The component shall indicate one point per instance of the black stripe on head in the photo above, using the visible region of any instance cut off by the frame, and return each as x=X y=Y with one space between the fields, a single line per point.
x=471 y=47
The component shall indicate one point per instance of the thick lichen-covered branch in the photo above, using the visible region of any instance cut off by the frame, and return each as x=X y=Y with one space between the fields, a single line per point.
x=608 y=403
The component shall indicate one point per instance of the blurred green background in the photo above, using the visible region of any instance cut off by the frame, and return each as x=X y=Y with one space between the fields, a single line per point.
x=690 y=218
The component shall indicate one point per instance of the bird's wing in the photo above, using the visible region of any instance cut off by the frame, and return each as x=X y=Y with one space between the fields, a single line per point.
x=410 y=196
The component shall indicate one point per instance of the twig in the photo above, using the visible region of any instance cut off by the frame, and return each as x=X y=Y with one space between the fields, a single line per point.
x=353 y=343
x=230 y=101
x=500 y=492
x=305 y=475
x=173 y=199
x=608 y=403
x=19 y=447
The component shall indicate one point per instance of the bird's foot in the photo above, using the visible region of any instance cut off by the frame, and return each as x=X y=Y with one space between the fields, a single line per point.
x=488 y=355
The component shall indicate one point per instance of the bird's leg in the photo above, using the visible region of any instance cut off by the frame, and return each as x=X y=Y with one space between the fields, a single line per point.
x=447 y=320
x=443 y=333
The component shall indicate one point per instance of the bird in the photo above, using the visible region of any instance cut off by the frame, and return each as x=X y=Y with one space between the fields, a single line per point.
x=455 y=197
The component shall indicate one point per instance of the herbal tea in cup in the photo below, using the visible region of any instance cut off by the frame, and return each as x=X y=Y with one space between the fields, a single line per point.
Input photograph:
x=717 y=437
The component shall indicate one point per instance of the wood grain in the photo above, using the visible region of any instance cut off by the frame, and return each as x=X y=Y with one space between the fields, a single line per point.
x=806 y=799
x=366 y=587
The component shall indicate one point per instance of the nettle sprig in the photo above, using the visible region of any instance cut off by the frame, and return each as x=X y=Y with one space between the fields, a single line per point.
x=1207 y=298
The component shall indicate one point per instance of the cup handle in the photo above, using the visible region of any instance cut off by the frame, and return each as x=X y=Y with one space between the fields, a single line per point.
* * *
Return all of the entries above without any changes, keeping every line in its original order.

▶ **Completed task**
The component shall indicate one point per instance of the black stripe on head in the photo above, using the visible region of any instance cut off by the frame, and return each as x=X y=Y with one space between the fields, a single line per point.
x=471 y=47
The component shall indicate one point per instance of the thick lichen-covered branch in the photo above, using the visible region of any instance cut off by the frame, and return each as x=X y=Y with one space between the fields, a single line per point.
x=608 y=403
The component shall indicate one point per instance of the blurred green background in the photo above, using the visible region of any instance cut off by the frame, and return each as x=X y=Y with one space between the fields, a single line per point.
x=690 y=218
The component shall indicate one point per instance of the bird's wing in the photo above, using the visible region of any instance cut off by the frame, and return each as x=X y=Y with one space between the fields, a single line per point.
x=410 y=196
The component shall indicate one point per instance of the twig in the photo above, using the visible region of any instance cut off by the frame, and return each as x=X y=Y with one space between the fields, a single line per point.
x=353 y=343
x=230 y=101
x=500 y=492
x=305 y=475
x=173 y=199
x=608 y=403
x=19 y=447
The component shall indicate one point per instance of the bird's foot in the photo above, using the visible region of any instance cut off by the frame, and return each as x=X y=Y with one space between the fields, a single line per point.
x=488 y=355
The component shall indicate one point per instance of the bird's leg in the photo above, using the visible region of any instance cut off by the frame, and return each as x=X y=Y with one space between the fields, a single line per point.
x=447 y=320
x=443 y=333
The component shall indicate one point per instance of the bird in the photo above, using the visible region of any instance cut off by the frame, and return each as x=X y=Y with one space between the fields, a single line per point.
x=455 y=197
The component shall indicate one point per instance of the herbal tea in cup in the photo below, using the visible region of any instance cut off by the frame, and return each as x=X y=Y with one space between the fields, a single line per point.
Input photograph:
x=717 y=437
The component shall indicate one point per instance of the wood grain in the photo above, using the visible region of any instance cut off by the frame, and return each as x=X y=Y with one space between the fields, a single line per point.
x=806 y=799
x=366 y=587
The component shall indicate one point per instance of the nettle sprig in the photo above, using the visible region of any instance cut off by the frame, and return each as x=X y=Y with one space between the fields, a single line per point.
x=1207 y=298
The component shall indicate one point per instance of the cup handle in the photo above, using the visible region of any instance cut off by the frame, and return each as x=X y=Y with one space between the fields, a single line per point.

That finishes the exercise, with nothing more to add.